**INSTRUCTIONS TO FOLLOW**
Reproduce the material below word for word, leaving out any pictures.

Location annotation dataset excerpts:
'''
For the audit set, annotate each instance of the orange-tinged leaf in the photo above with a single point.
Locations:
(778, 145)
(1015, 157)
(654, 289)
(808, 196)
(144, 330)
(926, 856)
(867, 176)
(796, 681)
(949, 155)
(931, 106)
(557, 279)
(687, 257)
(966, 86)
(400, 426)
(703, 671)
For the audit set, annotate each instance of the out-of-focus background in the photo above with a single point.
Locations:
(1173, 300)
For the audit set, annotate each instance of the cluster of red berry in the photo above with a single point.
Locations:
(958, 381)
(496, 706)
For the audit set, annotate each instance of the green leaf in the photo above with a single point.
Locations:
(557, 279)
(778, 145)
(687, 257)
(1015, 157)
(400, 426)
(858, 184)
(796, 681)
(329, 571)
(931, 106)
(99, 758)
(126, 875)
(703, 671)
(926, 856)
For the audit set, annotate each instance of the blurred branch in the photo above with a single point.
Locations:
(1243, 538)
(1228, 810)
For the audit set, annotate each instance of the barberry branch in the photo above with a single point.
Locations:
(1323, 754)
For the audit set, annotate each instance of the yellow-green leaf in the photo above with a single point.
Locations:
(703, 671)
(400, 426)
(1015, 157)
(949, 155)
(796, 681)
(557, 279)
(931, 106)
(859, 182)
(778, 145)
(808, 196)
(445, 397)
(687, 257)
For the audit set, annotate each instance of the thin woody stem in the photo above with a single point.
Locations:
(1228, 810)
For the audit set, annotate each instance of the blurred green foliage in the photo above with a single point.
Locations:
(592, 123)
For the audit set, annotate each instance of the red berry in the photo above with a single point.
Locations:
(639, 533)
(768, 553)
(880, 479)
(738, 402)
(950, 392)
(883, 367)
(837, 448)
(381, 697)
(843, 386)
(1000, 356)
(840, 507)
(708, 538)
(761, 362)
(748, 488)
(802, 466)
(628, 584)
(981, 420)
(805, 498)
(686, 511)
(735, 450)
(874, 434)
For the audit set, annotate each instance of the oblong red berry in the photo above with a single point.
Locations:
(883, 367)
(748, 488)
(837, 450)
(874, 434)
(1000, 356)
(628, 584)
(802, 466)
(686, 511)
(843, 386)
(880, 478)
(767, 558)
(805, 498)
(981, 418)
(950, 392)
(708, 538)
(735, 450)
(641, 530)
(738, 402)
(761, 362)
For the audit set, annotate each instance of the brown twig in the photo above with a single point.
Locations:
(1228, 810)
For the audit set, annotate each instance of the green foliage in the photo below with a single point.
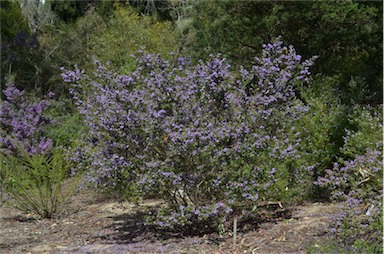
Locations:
(324, 124)
(127, 33)
(12, 20)
(347, 35)
(69, 11)
(67, 126)
(38, 183)
(367, 131)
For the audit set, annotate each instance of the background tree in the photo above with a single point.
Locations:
(347, 36)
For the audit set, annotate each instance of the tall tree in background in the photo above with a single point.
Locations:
(346, 35)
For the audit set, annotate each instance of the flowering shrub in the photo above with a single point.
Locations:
(22, 123)
(209, 141)
(357, 184)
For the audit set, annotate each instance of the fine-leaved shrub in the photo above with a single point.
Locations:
(212, 142)
(38, 183)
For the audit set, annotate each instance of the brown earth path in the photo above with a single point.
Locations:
(91, 225)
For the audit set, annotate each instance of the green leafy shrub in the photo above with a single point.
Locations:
(127, 33)
(356, 183)
(38, 183)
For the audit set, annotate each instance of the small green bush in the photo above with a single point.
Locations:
(38, 183)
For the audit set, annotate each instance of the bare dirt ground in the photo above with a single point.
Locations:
(92, 225)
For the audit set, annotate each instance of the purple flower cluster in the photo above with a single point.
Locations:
(23, 123)
(198, 135)
(358, 187)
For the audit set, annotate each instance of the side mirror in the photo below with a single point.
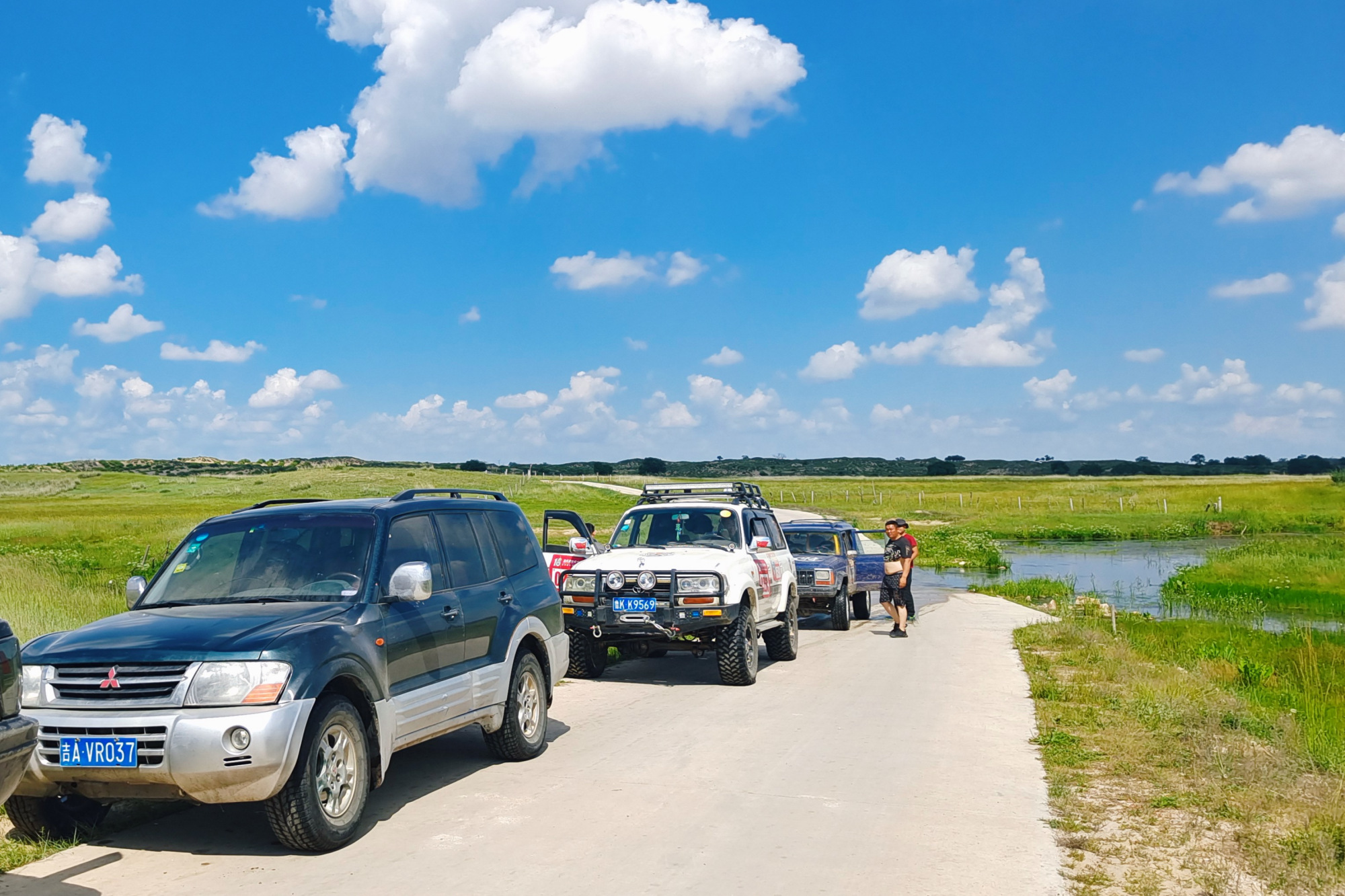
'''
**OUTPUT OF THE TASK**
For the audit set, annotate each instance of the orange-tinged leaf in the photo above with a single point.
Locations:
(778, 145)
(1015, 157)
(654, 289)
(808, 196)
(144, 330)
(926, 856)
(867, 176)
(796, 681)
(949, 155)
(931, 106)
(557, 279)
(687, 257)
(966, 86)
(400, 426)
(703, 671)
For the audit set, annotate each instance of the out-of-focus background in the photo above with a single point.
Locations:
(1173, 300)
For the audit set, annotate each instance of the cluster of red berry in the photo above with a single point.
Locations:
(958, 381)
(496, 706)
For the audit set, annotate each instance of the green leaf in the photo above with a single point.
Locations:
(557, 279)
(778, 145)
(687, 257)
(1015, 157)
(400, 426)
(858, 184)
(796, 681)
(329, 571)
(931, 106)
(99, 758)
(126, 875)
(703, 671)
(926, 856)
For the audit set, annotate each instance of the blurred branch in the photo above with a single point.
Locations:
(1243, 538)
(1228, 810)
For the audit set, annotate each instance of the barberry branch in the photo above with a single point.
Locations:
(1323, 754)
For the audit set, annotate each instance of the yellow-green leaf in the photo above with a single point.
Locations:
(703, 671)
(400, 426)
(1015, 157)
(949, 155)
(796, 681)
(557, 279)
(931, 106)
(859, 182)
(778, 145)
(808, 196)
(445, 397)
(687, 257)
For the audit set, annotate each instance of the thin woody stem in the photo above with a single point.
Locations:
(1228, 810)
For the audit set, annotate each instance of the blurred green foliage in the photo above with a single point.
Locations:
(592, 123)
For the audit set, annotate each instance of the red berry in the photo above with a single point.
Locations:
(639, 533)
(768, 553)
(880, 479)
(738, 402)
(950, 392)
(883, 367)
(837, 448)
(381, 697)
(843, 386)
(1000, 356)
(840, 507)
(708, 538)
(761, 362)
(748, 488)
(802, 466)
(628, 584)
(981, 420)
(805, 498)
(686, 511)
(735, 450)
(874, 434)
For the audit set, annotate each instance of the oblong red berry in the photo above with a single point.
Locations:
(883, 367)
(748, 488)
(837, 450)
(874, 434)
(1000, 356)
(628, 584)
(802, 466)
(686, 511)
(843, 386)
(880, 478)
(767, 558)
(805, 498)
(981, 418)
(950, 392)
(708, 538)
(735, 450)
(641, 530)
(738, 402)
(761, 362)
For the audit set, annotate each instance of the brown twig in the photo above with a single point.
Locations:
(1228, 810)
For the audit set, annotate each instance of the green foliage in the photo below with a single point.
Locations:
(324, 124)
(127, 33)
(12, 20)
(347, 35)
(69, 11)
(67, 126)
(38, 183)
(367, 131)
For the audit set, annotate each instance of the background tree in the photo above with a single point.
Locations:
(347, 36)
For the audit set, annotate each instance of the tall tree in background in the photo above with a single point.
Locations:
(346, 35)
For the audit set, annotate each instance of the flowering shrub in the photo above with a single point.
Locations:
(22, 123)
(209, 141)
(357, 184)
For the audit set, annotate each instance of the fine-leaved shrub in the photo above with a single point.
Locations:
(212, 142)
(38, 183)
For the audit set, annotate each instance of the brown earth path in the photo above with a single point.
Locations:
(91, 225)
For the audit set, annotate each instance of the green leafy shrub in the photo above with a single point.
Locations:
(127, 33)
(356, 183)
(38, 183)
For the audit set, annotate each instance of the small green bush in the photo above with a single point.
Locations:
(38, 183)
For the audit set, annotate each instance of the bare dirt ground in the photo above with a single point.
Locations:
(92, 225)
For the audit set, annotate each instance of the purple flower cluster in the photo above with a single point.
Locations:
(23, 123)
(198, 135)
(358, 187)
For the audit set, annotate each instance of the side mirror in the photo below with a single point.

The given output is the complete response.